## To be done
Can you copy out every line of all the items below word for word, leaving the pictures out of your answer?
** Begin Records provided **
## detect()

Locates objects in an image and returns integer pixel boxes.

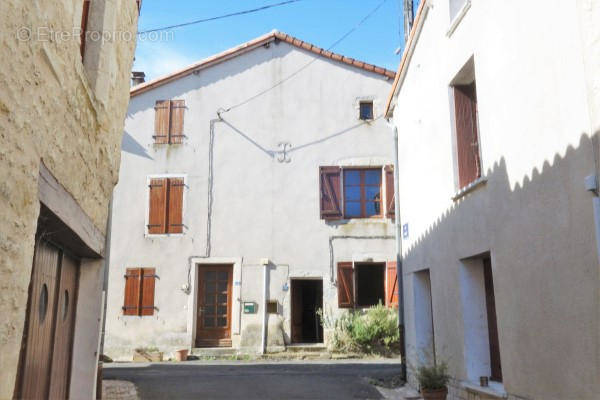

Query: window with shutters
[123,268,156,317]
[344,168,381,218]
[152,100,186,144]
[337,261,398,308]
[453,81,481,189]
[79,0,91,60]
[319,165,395,220]
[147,177,185,235]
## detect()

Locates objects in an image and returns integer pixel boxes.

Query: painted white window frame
[144,174,189,238]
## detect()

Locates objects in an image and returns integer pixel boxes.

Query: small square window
[359,101,373,120]
[267,300,278,314]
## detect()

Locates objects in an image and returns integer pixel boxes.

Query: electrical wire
[218,0,387,117]
[138,0,303,35]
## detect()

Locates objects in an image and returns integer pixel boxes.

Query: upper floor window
[153,100,185,144]
[453,81,481,189]
[320,165,394,220]
[448,0,468,21]
[148,178,185,234]
[359,101,373,120]
[344,168,381,218]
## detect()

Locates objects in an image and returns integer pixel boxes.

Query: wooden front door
[15,239,79,399]
[196,265,233,347]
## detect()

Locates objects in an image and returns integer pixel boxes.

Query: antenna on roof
[404,0,415,43]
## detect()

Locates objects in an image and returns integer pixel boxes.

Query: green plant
[318,303,400,352]
[416,362,450,390]
[135,346,158,353]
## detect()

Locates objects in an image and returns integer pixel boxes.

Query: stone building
[105,32,397,359]
[386,0,600,400]
[0,0,139,399]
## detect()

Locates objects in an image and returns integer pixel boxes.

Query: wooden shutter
[79,0,91,59]
[319,167,342,220]
[148,179,167,234]
[169,100,185,144]
[167,178,184,233]
[139,268,156,316]
[338,262,354,308]
[454,83,481,189]
[153,100,171,144]
[385,261,398,307]
[123,268,141,315]
[384,165,396,219]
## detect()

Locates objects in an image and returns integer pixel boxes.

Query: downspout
[260,260,269,354]
[96,193,114,399]
[394,127,406,382]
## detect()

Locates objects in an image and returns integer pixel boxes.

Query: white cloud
[133,42,197,80]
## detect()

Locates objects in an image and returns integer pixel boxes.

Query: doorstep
[460,381,508,399]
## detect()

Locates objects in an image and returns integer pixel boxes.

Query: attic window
[359,101,373,121]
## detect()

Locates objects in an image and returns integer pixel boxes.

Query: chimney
[131,71,146,86]
[404,0,412,43]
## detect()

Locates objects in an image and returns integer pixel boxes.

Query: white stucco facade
[105,34,395,359]
[388,0,600,400]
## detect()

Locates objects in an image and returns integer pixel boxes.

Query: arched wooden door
[15,240,79,399]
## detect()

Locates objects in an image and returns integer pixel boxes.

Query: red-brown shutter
[319,167,342,220]
[384,165,396,219]
[123,268,141,315]
[454,83,481,189]
[169,100,185,144]
[154,100,171,144]
[338,262,354,308]
[385,261,398,307]
[148,179,167,234]
[139,268,155,315]
[79,0,91,60]
[167,178,184,233]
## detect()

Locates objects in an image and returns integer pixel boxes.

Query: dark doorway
[292,279,323,343]
[483,257,502,382]
[355,263,385,307]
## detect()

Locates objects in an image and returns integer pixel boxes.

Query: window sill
[452,176,487,201]
[460,381,508,399]
[446,0,471,37]
[144,233,185,239]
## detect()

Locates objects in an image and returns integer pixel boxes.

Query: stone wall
[0,0,138,398]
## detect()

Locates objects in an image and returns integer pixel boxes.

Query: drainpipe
[260,258,269,354]
[394,127,406,382]
[585,174,600,261]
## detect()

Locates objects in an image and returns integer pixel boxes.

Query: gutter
[394,127,406,382]
[383,0,432,118]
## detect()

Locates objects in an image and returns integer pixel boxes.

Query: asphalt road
[104,361,400,400]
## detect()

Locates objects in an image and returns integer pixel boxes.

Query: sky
[133,0,417,80]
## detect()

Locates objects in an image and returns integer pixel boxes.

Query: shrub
[416,362,450,390]
[318,303,400,353]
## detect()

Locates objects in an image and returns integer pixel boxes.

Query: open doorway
[291,279,323,343]
[355,263,385,307]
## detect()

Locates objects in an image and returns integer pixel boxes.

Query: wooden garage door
[16,240,79,399]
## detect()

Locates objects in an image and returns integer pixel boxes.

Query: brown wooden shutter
[338,261,354,308]
[123,268,141,315]
[384,165,396,219]
[139,268,156,315]
[148,179,167,234]
[167,178,184,233]
[169,100,185,144]
[454,83,481,189]
[319,167,343,220]
[385,261,398,307]
[154,100,171,144]
[79,0,91,59]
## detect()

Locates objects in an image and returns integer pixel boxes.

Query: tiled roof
[130,31,396,97]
** End Records provided **
## Task result
## detect()

Locates objects in an image and returns integer pixel boxes.


Query: window with shutters
[123,268,156,317]
[344,168,381,218]
[152,100,186,144]
[337,261,398,308]
[453,81,481,189]
[79,0,91,60]
[319,165,395,220]
[147,177,185,235]
## detect()

Locates objects in an image and returns integer pixel boxes.

Query: painted white window frame
[144,174,189,238]
## detect()

Locates objects in an image and returns integer pixel boxes.

Query: small square window
[359,101,373,120]
[267,300,278,314]
## detect()

Locates objects in an image and returns integer pixel boxes.

Query: electrical wire
[218,0,387,117]
[138,0,303,35]
## detect()

Locates objects in an image and returns integer pixel boxes.

Query: upper floor window
[153,100,185,144]
[453,81,481,189]
[320,165,394,220]
[448,0,468,21]
[148,178,185,234]
[359,101,373,120]
[344,168,381,218]
## detect()

Locates objects in an image and returns integer pixel boxes.

Query: wooden front door
[15,239,79,399]
[196,265,233,347]
## detect()

Locates objects in an image and returns integer pixel boxes.

Query: antenna on roof
[404,0,415,43]
## detect()

Locates objects in an image and returns integer pixel boxes.

Query: green plant
[318,303,400,352]
[416,362,450,390]
[135,346,158,353]
## detect()

Locates objects in an image and returns integer pixel boxes.

Query: stone building
[105,32,397,359]
[386,0,600,400]
[0,0,139,399]
## detect()

Locates objects in an image and returns integer pixel boxes.

Query: wooden shutter
[79,0,91,59]
[319,167,342,220]
[148,179,167,234]
[169,100,185,144]
[167,178,184,233]
[139,268,156,316]
[338,262,354,308]
[454,83,481,189]
[153,100,171,144]
[385,261,398,307]
[123,268,141,315]
[384,165,396,219]
## detect()

Locates objects in an image and returns integer pixel boxes.

Query: downspout
[260,260,269,354]
[96,193,114,399]
[394,127,406,382]
## detect()

Locates objects in an image and returns integer pixel boxes.

Query: white cloud
[133,42,197,80]
## detect()

Locates objects in an image and returns integer pixel boxes.

Query: doorstep
[460,381,508,399]
## detect()

Locates objects in an image and returns integer pixel boxes.

Query: attic window
[359,101,373,121]
## detect()

Locates objects in an image and returns integer pixel boxes.

Query: chimney
[131,71,146,86]
[404,0,412,43]
## detect()

Locates objects in an image and returns integer pixel boxes.

Query: white stucco facade
[105,34,395,359]
[388,0,600,400]
## detect()

Locates objects in an image and returns integer pixel boxes.

Query: arched wooden door
[15,240,79,399]
## detect()

Locates objects in an image and returns integer pixel boxes.

Query: red-brown shutter
[319,167,342,220]
[384,165,396,219]
[123,268,141,315]
[454,83,481,189]
[169,100,185,144]
[154,100,171,144]
[338,262,354,308]
[385,261,398,307]
[148,179,167,234]
[139,268,155,315]
[79,0,91,60]
[167,178,184,233]
## detect()

Locates objects in an image and returns integer pixel boxes.

Query: dark doorway
[292,279,323,343]
[483,257,502,382]
[355,263,385,307]
## detect()

Locates objects in an image and returns integer pixel boxes.

Query: window sill
[452,176,487,201]
[460,381,508,399]
[446,0,471,37]
[144,233,185,239]
## detect()

Locates objects in an image and returns integer pixel boxes.

Query: stone wall
[0,0,138,398]
## detect()

Locates objects in an image and returns integer pixel boxes.

Query: drainpipe
[260,258,269,354]
[394,127,406,382]
[585,174,600,261]
## detect()

Locates objects in an image and returns integer pixel boxes.

Query: gutter
[394,127,406,382]
[383,0,432,118]
## detect()

Locates objects in an image and returns integer pixel boxes.

Query: asphalt road
[104,361,400,400]
## detect()

Locates objects in an image and returns integer pixel boxes.

Query: sky
[133,0,417,80]
## detect()

Locates objects in an image and returns integer pixel boxes.

Query: shrub
[416,362,450,390]
[318,303,400,353]
## detect()

Locates objects in an image and returns integer pixel boxes.

Query: open doorway
[291,279,323,343]
[355,263,385,307]
## detect()

Locates objects in an image and returns integer pixel boxes.

Query: wooden garage door
[16,240,79,399]
## detect()

Locates objects in an image and returns integer pixel boxes.

Query: brown wooden shutter
[338,261,354,308]
[123,268,141,315]
[384,165,396,219]
[139,268,156,315]
[148,179,167,234]
[167,178,184,233]
[169,100,185,144]
[454,83,481,189]
[319,167,343,220]
[385,261,398,307]
[154,100,171,144]
[79,0,91,59]
## detect()

Locates objects in an image and returns integer pixel boxes.

Query: tiled roof
[130,31,396,97]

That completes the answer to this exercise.